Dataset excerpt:
┌──

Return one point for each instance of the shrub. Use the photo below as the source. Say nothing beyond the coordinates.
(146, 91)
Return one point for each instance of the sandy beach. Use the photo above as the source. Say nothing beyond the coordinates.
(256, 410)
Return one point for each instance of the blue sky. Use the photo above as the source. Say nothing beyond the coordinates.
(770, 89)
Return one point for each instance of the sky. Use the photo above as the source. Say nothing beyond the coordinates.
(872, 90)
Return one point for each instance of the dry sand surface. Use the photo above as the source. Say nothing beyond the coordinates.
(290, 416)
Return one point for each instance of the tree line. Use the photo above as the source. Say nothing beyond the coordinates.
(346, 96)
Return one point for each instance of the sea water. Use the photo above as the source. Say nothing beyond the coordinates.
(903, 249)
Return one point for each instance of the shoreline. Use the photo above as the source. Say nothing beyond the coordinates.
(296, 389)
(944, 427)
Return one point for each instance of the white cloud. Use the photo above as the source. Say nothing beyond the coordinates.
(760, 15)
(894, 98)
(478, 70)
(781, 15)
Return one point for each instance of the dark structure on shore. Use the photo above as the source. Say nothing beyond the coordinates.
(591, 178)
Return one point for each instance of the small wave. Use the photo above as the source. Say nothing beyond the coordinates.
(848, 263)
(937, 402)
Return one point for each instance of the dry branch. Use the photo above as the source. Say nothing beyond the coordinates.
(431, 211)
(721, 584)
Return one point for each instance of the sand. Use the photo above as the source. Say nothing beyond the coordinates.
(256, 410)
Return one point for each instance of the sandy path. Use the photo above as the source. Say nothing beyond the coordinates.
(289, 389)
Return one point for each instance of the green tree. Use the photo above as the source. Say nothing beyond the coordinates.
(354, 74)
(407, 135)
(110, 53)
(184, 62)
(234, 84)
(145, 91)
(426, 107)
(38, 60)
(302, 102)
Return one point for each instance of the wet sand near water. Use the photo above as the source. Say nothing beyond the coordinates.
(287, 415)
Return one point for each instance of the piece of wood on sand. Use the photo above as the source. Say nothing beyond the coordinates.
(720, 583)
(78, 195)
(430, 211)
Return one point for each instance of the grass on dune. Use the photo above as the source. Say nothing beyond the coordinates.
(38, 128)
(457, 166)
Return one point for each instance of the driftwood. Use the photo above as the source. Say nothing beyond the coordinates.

└──

WORK REQUIRED: Please render the listing above as a Markdown table with two columns, Row and Line. Give each nonblank line its own row with its number.

RESULT OF THE TASK:
| Row | Line |
|---|---|
| 1 | Return one point for each instance of the shrub. Use the photo below as the source. Say nothing beyond the coordinates. |
| 2 | (146, 91) |
| 3 | Return one point for each instance of the sandy beach. Use the photo above as the source. Say nothing beyond the coordinates. |
| 4 | (256, 410) |
| 5 | Return one point for each instance of the blue sky. Use the photo above as the source. Say nothing beyond the coordinates. |
| 6 | (770, 89) |
| 7 | Return one point for each instance of the sky. Use the photo above as the source. Say nothing beyond the coordinates. |
| 8 | (872, 90) |
| 9 | Return one point for each instance of the dry sand surface. Use the photo above as the source. Say nothing beyond the coordinates. |
| 10 | (290, 416) |
| 11 | Return one point for each instance of the tree line. Use the photo above as the source. Say nothing beyond the coordinates. |
| 12 | (346, 96) |
| 13 | Return one point for each instance of the sea water. Use the photo above as the source. Say nothing beyond the coordinates. |
| 14 | (903, 249) |
| 15 | Return one point for each instance of the shoreline. Use the photo above as the source. Say nothing beyond the coordinates. |
| 16 | (296, 389) |
| 17 | (944, 427) |
| 18 | Return one point for each instance of the white cloud. Use the photo above as the source. Say nothing beyond the coordinates. |
| 19 | (760, 15) |
| 20 | (894, 98) |
| 21 | (478, 70) |
| 22 | (781, 15) |
| 23 | Return one point for each instance of the dark structure on shore. Use the photo above as the source. Say nothing beyond the coordinates. |
| 24 | (591, 178) |
| 25 | Return one point for each instance of the small wave. Use the photo above as the source. Say nothing beyond the coordinates. |
| 26 | (848, 263) |
| 27 | (937, 402) |
| 28 | Return one point for each instance of the dry branch. Use the photo above as the source. Say nothing beyond the coordinates. |
| 29 | (431, 211) |
| 30 | (721, 584) |
| 31 | Return one point for each instance of the sand. Use the photo above as the source. Say nothing beyond the coordinates. |
| 32 | (256, 410) |
| 33 | Return one point for each instance of the sandy path. Use the photo above as the source. Say nothing beyond the coordinates. |
| 34 | (289, 389) |
| 35 | Return one point for each instance of the green tree. Use the photo above as the source. Say nothing beyond the coordinates. |
| 36 | (354, 74) |
| 37 | (407, 135) |
| 38 | (110, 53) |
| 39 | (184, 62) |
| 40 | (234, 84) |
| 41 | (145, 91) |
| 42 | (426, 107) |
| 43 | (38, 60) |
| 44 | (302, 102) |
| 45 | Return one point for each instance of the wet sand near water. Use the photo above as the source. Say nothing beyond the coordinates. |
| 46 | (287, 415) |
| 47 | Return one point for each instance of the piece of wood on sand. Use the photo above as the source. Say nothing beyond the coordinates. |
| 48 | (720, 583) |
| 49 | (78, 195) |
| 50 | (430, 211) |
| 51 | Return one point for each instance of the grass on dune. Use the photo above as the source. Say nothing beyond the coordinates. |
| 52 | (38, 128) |
| 53 | (457, 166) |
| 54 | Return one point for each instance of the driftwood. Use the photo above as the source. Say nothing beyond the coordinates. |